8.3. Checking Replication Status

To check the replication status you can use the trepctl command. This accepts a number of command-specific verbs that provide status and control information for your configured cluster. The basic format of the command is:

shell> trepctl [-host hostname] command

The -host option is not required, and enables you to check the status of a different host than the current node.

To get the basic information about the currently configured services on a node and current status, use the services verb command:

shell> trepctl services
Processing services command...
NAME              VALUE
----              -----
appliedLastSeqno: 211
appliedLatency  : 17.66
role            : slave
serviceName     : firstrep
serviceType     : local
started         : true
state           : ONLINE
Finished services command...

In the above example, the output shows the last sequence number and latency of the host, in this case a slave, compared to the master from which it is processing information. In this example, the last sequence number and the latency between that sequence being processed on the master and applied to the slave is 17.66 seconds. You can compare this information to that provided by the master, either by logging into the master and running the same command, or by using the host command-line option:

shell> trepctl -host host1 services
Processing services command...
NAME              VALUE
----              -----
appliedLastSeqno: 365
appliedLatency  : 0.614
role            : master
serviceName     : firstrep
serviceType     : local
started         : true
state           : ONLINE
Finished services command...

By comparing the appliedLastSeqno for the master against the value on the slave, it is possible to determine that the slave and the master are not yet synchronized.

For a more detailed output of the current status, use the status command, which provides much more detailed output of the current replication status:

shell> trepctl status
Processing status command...
NAME                     VALUE
----                     -----
appliedLastEventId     : mysql-bin.000064:0000000002757461;0
appliedLastSeqno       : 212
appliedLatency         : 263.43
channels               : 1
clusterName            : default
currentEventId         : NONE
currentTimeMillis      : 1365082088916
dataServerHost         : host2
extensions             : 
latestEpochNumber      : 0
masterConnectUri       : thl://host1:2112/
masterListenUri        : thl://host2:2112/
maximumStoredSeqNo     : 724
minimumStoredSeqNo     : 0
offlineRequests        : NONE
pendingError           : NONE
pendingErrorCode       : NONE
pendingErrorEventId    : NONE
pendingErrorSeqno      : -1
pendingExceptionMessage: NONE
pipelineSource         : thl://host1:2112/
relativeLatency        : 655.915
resourcePrecedence     : 99
rmiPort                : 10000
role                   : slave
seqnoType              : java.lang.Long
serviceName            : firstrep
serviceType            : local
simpleServiceName      : firstrep
siteName               : default
sourceId               : host2
state                  : ONLINE
timeInStateSeconds     : 893.32
uptimeSeconds          : 9370.031
version                : Tungsten Replicator 4.0.7 build 696
Finished status command...

PROVIDED MATERIAL
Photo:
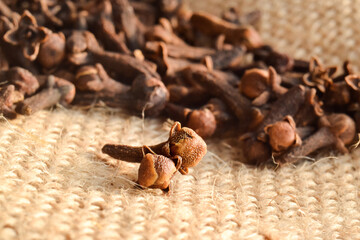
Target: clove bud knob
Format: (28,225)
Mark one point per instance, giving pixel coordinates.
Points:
(282,134)
(156,171)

PROMPT
Answer these questions from the replication status text above:
(a) What does the -host option allow you to do?
(b) What appliedLastSeqno value appears in the output of "trepctl -host host1 services"?
(c) What version does the output of "trepctl status" report?

EXERCISE ANSWER
(a) It lets you check the status of a host other than the current node.
(b) 365
(c) Tungsten Replicator 4.0.7 build 696